+++ EXTRACTED DATA +++

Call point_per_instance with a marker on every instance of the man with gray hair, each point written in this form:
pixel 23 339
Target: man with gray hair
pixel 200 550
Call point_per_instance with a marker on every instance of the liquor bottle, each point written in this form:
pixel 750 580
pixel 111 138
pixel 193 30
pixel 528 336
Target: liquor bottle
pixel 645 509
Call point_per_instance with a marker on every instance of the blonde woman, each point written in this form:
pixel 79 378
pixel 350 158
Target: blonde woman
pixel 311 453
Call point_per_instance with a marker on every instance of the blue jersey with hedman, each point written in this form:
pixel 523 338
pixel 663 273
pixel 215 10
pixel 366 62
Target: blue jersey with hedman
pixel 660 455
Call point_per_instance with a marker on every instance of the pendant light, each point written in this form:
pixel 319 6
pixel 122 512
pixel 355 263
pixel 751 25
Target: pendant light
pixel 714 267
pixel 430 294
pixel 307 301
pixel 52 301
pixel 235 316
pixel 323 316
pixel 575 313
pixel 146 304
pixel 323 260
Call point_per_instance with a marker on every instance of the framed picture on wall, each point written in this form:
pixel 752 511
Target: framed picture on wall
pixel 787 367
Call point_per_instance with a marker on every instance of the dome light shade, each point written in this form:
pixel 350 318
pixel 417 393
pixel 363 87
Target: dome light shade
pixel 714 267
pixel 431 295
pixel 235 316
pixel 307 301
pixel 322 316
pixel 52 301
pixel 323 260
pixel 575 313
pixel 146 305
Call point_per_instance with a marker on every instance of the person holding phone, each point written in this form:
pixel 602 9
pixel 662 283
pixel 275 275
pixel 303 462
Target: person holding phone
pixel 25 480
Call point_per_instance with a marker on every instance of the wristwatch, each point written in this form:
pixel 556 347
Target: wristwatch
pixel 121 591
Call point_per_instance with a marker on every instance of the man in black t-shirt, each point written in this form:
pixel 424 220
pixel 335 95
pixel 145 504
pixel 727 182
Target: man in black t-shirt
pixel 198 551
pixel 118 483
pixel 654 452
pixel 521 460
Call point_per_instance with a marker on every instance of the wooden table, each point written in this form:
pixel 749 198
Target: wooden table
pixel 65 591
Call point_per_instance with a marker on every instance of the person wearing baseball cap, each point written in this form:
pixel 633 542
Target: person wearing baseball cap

+++

■ WRITTEN REQUEST ■
Format every line of the items above as a JSON array of strings, one string per line, with blank lines left out.

■ EXERCISE OUTPUT ■
[
  "Call point_per_instance with a marker on every instance of the man with gray hair, each point written in this form:",
  "pixel 23 339",
  "Target: man with gray hair",
  "pixel 200 550",
  "Call point_per_instance with a marker on every instance of the liquor bottle, each point written in this form:",
  "pixel 750 580",
  "pixel 111 138",
  "pixel 193 30",
  "pixel 528 336",
  "Target: liquor bottle",
  "pixel 645 509",
  "Call point_per_instance with a marker on every instance of the blonde woman, each point written in this form:",
  "pixel 79 378",
  "pixel 350 158",
  "Target: blonde woman",
  "pixel 311 453",
  "Call point_per_instance with a marker on every instance of the blue jersey with hedman, each point written in this form:",
  "pixel 523 338",
  "pixel 663 273",
  "pixel 215 10",
  "pixel 366 62",
  "Target: blue jersey with hedman",
  "pixel 660 455",
  "Call point_per_instance with a marker on every instance of the pendant light, each point written in this form:",
  "pixel 319 6",
  "pixel 122 512",
  "pixel 355 263",
  "pixel 751 25",
  "Target: pendant light",
  "pixel 714 267",
  "pixel 430 294",
  "pixel 307 301",
  "pixel 52 301",
  "pixel 235 316",
  "pixel 323 316",
  "pixel 575 313",
  "pixel 146 304",
  "pixel 323 260",
  "Call point_per_instance with a marker on every instance of the framed picture on wall, each point written in this form:",
  "pixel 752 511",
  "Target: framed picture on wall",
  "pixel 787 367",
  "Call point_per_instance with a marker on every instance of the dome light shade, each point written in this form:",
  "pixel 350 318",
  "pixel 417 393",
  "pixel 363 87",
  "Target: dome light shade",
  "pixel 714 267",
  "pixel 431 295",
  "pixel 235 316",
  "pixel 307 301",
  "pixel 322 316",
  "pixel 52 301",
  "pixel 323 260",
  "pixel 575 313",
  "pixel 146 305",
  "Call point_per_instance with a marker on every instance of the person holding phone, each point written in this form:",
  "pixel 602 9",
  "pixel 662 283",
  "pixel 275 275",
  "pixel 303 462",
  "Target: person holding phone",
  "pixel 25 480",
  "Call point_per_instance with a marker on every instance of the wristwatch, each point written in this form:",
  "pixel 556 347",
  "Target: wristwatch",
  "pixel 121 591",
  "Call point_per_instance with a marker on every instance of the man in black t-shirt, each point written in this form:",
  "pixel 424 220",
  "pixel 335 95",
  "pixel 145 504",
  "pixel 727 182",
  "Target: man in black t-shirt",
  "pixel 198 551",
  "pixel 118 483",
  "pixel 654 452",
  "pixel 521 460",
  "Call point_per_instance with a marker on every instance of the wooden table, each point written in this form:",
  "pixel 749 198",
  "Target: wooden table",
  "pixel 65 591",
  "Call point_per_instance with a marker on every instance of the person wearing baseball cap, each point written in this form:",
  "pixel 633 542",
  "Target: person wearing baseball cap"
]